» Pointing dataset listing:
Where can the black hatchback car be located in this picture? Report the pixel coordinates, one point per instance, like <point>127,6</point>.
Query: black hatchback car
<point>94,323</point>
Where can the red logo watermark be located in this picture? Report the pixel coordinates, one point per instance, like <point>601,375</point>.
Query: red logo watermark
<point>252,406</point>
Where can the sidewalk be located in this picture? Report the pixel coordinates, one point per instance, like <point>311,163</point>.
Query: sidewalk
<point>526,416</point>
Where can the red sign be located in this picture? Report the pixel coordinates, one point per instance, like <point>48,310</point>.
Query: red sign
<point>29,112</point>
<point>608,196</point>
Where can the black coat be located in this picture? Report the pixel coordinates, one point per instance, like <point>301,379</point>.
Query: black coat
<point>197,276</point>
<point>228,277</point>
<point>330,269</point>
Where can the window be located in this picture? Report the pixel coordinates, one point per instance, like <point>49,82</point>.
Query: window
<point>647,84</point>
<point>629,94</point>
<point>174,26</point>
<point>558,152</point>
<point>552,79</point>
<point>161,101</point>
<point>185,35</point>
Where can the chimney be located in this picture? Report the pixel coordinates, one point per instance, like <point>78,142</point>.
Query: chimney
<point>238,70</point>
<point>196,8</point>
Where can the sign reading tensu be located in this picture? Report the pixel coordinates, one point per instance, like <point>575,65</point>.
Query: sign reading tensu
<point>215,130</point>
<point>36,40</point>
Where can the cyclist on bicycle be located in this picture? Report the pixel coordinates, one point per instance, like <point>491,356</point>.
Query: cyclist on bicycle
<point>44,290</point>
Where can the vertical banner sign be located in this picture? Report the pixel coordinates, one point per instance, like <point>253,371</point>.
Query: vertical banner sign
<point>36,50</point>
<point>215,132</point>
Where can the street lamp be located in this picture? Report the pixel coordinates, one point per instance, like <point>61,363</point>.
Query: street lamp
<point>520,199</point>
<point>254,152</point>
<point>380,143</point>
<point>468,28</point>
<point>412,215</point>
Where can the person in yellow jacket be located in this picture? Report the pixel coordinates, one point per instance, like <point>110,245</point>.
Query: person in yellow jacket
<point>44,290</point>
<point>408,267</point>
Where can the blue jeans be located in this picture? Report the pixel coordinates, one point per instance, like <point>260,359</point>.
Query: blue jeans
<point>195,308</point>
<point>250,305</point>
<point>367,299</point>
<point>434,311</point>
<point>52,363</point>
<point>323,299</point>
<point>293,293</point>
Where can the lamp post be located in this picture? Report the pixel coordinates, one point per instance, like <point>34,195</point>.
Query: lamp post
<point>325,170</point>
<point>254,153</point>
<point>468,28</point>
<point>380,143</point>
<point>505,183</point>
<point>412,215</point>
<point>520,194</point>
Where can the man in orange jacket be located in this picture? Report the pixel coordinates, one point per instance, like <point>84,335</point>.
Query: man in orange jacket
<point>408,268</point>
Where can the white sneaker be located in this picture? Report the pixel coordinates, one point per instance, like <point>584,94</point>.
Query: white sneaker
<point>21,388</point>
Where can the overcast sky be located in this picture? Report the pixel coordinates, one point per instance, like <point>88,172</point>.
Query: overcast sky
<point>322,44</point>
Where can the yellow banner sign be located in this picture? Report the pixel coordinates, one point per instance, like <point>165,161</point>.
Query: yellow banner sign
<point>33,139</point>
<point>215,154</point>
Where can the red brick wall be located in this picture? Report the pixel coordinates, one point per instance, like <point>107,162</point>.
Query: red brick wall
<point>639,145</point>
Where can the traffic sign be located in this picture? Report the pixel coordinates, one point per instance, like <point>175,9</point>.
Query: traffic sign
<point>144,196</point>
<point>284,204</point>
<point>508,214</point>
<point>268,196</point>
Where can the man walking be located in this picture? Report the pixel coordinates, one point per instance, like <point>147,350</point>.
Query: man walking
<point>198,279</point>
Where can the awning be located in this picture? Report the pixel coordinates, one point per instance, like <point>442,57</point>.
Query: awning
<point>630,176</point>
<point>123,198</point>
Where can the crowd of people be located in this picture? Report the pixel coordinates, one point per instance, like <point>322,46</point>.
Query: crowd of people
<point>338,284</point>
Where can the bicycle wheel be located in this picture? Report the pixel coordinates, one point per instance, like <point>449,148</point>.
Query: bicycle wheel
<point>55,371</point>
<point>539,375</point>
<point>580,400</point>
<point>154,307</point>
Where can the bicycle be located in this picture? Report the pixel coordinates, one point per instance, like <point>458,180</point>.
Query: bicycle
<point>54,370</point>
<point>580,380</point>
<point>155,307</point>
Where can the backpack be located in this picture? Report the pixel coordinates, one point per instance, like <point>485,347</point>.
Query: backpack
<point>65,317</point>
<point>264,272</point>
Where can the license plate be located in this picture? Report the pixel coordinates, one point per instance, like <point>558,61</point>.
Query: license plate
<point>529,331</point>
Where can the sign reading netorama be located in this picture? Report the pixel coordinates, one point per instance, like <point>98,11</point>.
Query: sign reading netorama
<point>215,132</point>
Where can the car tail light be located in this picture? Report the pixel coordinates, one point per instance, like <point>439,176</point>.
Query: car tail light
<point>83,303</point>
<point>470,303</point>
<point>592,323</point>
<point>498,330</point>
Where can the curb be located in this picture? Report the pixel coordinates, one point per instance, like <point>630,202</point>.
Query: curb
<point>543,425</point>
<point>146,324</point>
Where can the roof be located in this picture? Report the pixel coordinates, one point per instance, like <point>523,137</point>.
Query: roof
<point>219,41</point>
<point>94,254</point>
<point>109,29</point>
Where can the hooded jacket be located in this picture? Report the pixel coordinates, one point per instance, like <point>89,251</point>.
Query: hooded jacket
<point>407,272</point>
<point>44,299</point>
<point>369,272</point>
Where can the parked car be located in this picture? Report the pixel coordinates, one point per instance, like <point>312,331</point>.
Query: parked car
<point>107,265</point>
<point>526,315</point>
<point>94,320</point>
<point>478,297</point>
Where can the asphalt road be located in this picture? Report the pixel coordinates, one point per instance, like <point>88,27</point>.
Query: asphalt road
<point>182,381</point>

» STATED GOAL:
Starting at the line that contains "Where can the hooded" and continuing through the final line of the listing, output those lines as a JSON list of strings, one string per line, with blank lines left out.

» RESULT BELOW:
[
  "Where can the hooded jacket be located in this picture? Report the pixel coordinates, one point per instance, like <point>89,251</point>.",
  "Query: hooded jacket",
  "<point>407,272</point>",
  "<point>44,299</point>",
  "<point>369,272</point>",
  "Where can the parked car be located in this picture? Report the pixel coordinates, one point per instance, like <point>312,331</point>.",
  "Query: parked car",
  "<point>107,265</point>",
  "<point>526,315</point>",
  "<point>94,320</point>",
  "<point>478,297</point>",
  "Where can the asphalt road be located in this picture? Report the pixel coordinates, one point per instance, like <point>88,27</point>.",
  "Query: asphalt road",
  "<point>182,381</point>"
]